TAREFAS OBRIGATÓRIAS →
A) Liste todas as quantidades de brasileiros barrados na fronteira que a reportagem sobre imigrantes barrados nos EUA informa. Indique o período a que cada uma se refere.
B) Diga se cada afirmação abaixo está de acordo com a reportagem sobre imigrantes barrados nos EUA. Responda sim ou não e cite as palavras da reportagem que decidem a questão.
(i) Em maio, o total de barrados na fronteira atingiu a maior cifra mensal já registrada.
(ii) As apreensões de brasileiros em maio superaram as de setembro do ano passado.
(iii) Gabrielle Oliveira é professora na Universidade Harvard.
C) Escreva a continuação da reportagem sobre imigrantes barrados nos EUA a partir de onde ela termina.

TEXTO DE ORIGEM →
--------
FOLHAPRESS (
– A cada dia de maio, em média, 165 brasileiros foram barrados ao tentar entrar nos EUA de modo irregular, via México, mantendo uma tendência de alta que ganha força desde março. O total de apreensões no mês passado, 5.118, foi quase quatro vezes maior do que o de março (1.346), mas abaixo dos 10.471 registrados em setembro do ano passado, segundo o CBP (Departamento de Controle de Fronteiras).“A justificativa que a gente mais escuta nas entrevistas com imigrantes brasileiros que chegam aos EUA é a economia brasileira, devido à alta da inflação e à estagnação dos salários“, afirma Gabrielle Oliveira, professora na Universidade Harvard e pesquisadora de imigração. “Muitos deles dizem não ver perspectiva de melhora no Brasil, independentemente de quem for eleito presidente em outubro.”
O aumento de brasileiros detidos é parte de um recorde de imigrantes que tentam entrar nos EUA. O total de barrados na fronteira tem ficado acima de 200 mil por mês desde março. Em maio, atingiu 239 mil, a maior cifra mensal já registrada –o dobro do que se via em 2021. Essa alta tem várias razões: se muitos países da América Latina enfrentam crises econômicas, os EUA têm vagas de trabalho sobrando; outro ponto é a percepção de que Joe Biden seria mais tolerante com a imigração do que Donald Trump.
Para Oliveira, o caso divulgado na segunda (27), quando ao menos 51 pessoas, provavelmente imigrantes em situação irregular, foram encontradas mortas dentro e ao redor de um caminhão em San Antonio, no Texas, mostra que a fronteira continua bastante difícil de cruzar, mesmo sob comando democrata.
--------
(Registros salvos)
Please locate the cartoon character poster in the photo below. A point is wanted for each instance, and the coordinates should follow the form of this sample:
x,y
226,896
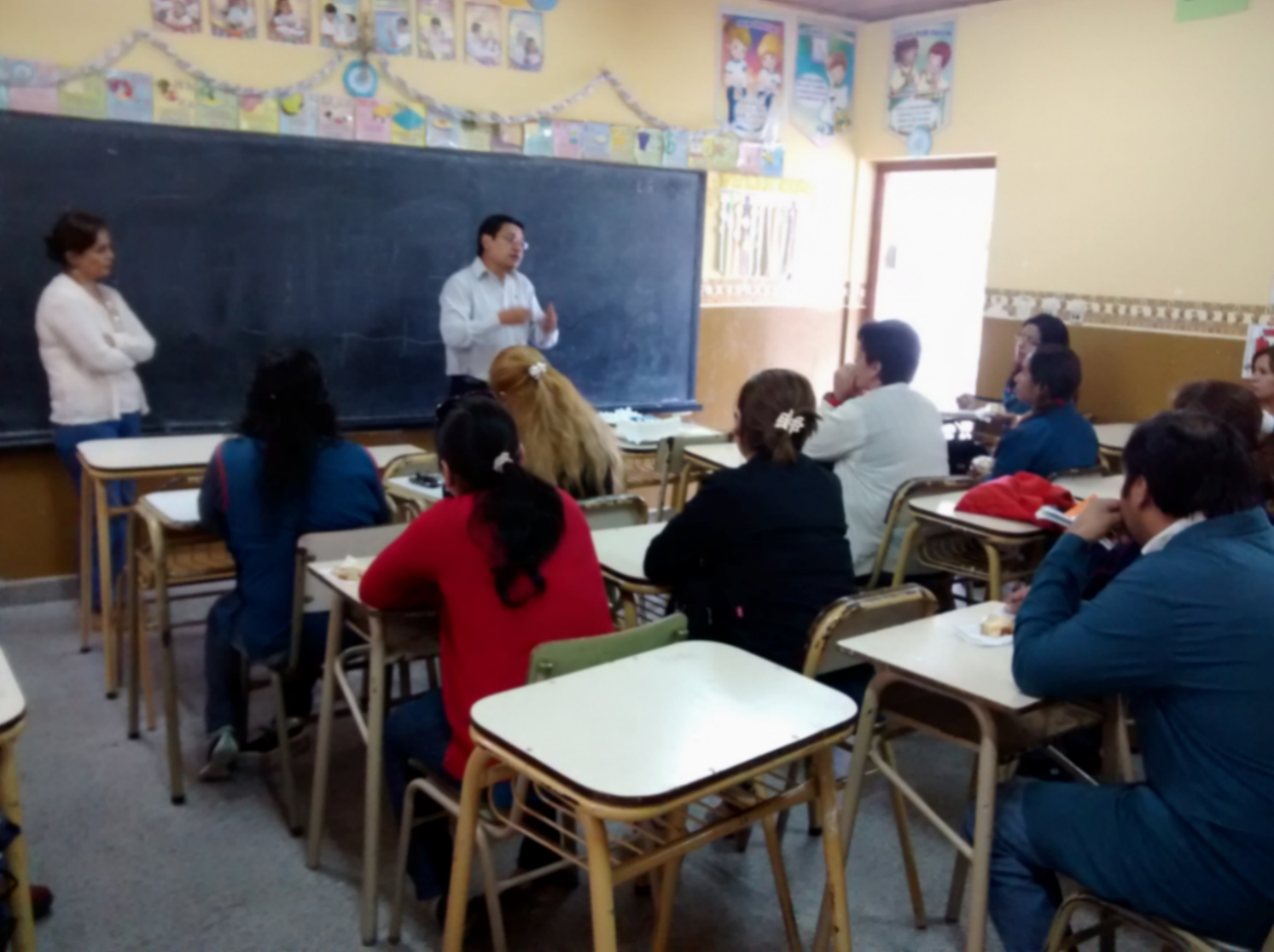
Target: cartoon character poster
x,y
436,30
823,90
289,22
920,79
751,83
--------
RESPOSTAS POR ITEM →
A)
- 165 brasileiros por dia, em média, em maio
- 5.118 apreensões em maio
- 1.346 apreensões em março
- 10.471 apreensões em setembro do ano passado

B)
(i) Sim: "Em maio, atingiu 239 mil, a maior cifra mensal já registrada"
(ii) Não: "mas abaixo dos 10.471 registrados em setembro do ano passado"
(iii) Sim: "professora na Universidade Harvard e pesquisadora de imigração"

C)
“Quanto mais vigiada estiver a fronteira, mais gente buscará esse tipo de entrada, super arriscada. As pessoas estão chegando [à fronteira] e sendo recusadas, o que aumenta o desespero para entrar. Veremos mais gente escondida em veículos, morrendo por desidratação e altas temperaturas”, diz a pesquisadora.
Felipe Alexandre, advogado do escritório AG Immigration, por outro lado, afirma que as condições ficaram um pouco melhores sob o governo Biden. “Temos visto mudanças nos tribunais de imigração. Agora, os promotores têm mais poder para ajudar, como concordar em juízo com a defesa do imigrante [para que ele fique no país]. Antes, eles estavam com as mãos totalmente amarradas.”
O governo Trump, que fazia do combate à imigração irregular uma bandeira, criou medidas para dificultar a entrada de estrangeiros. Muitas delas seguem em vigor, como a Título 42, que permite a agentes barrar pedidos de asilo na fronteira e mandar os requerentes embora para esperar o resultado da solicitação em outro país, sob a justificativa de risco à saúde pública. A regra foi criada em meio à pandemia de Covid.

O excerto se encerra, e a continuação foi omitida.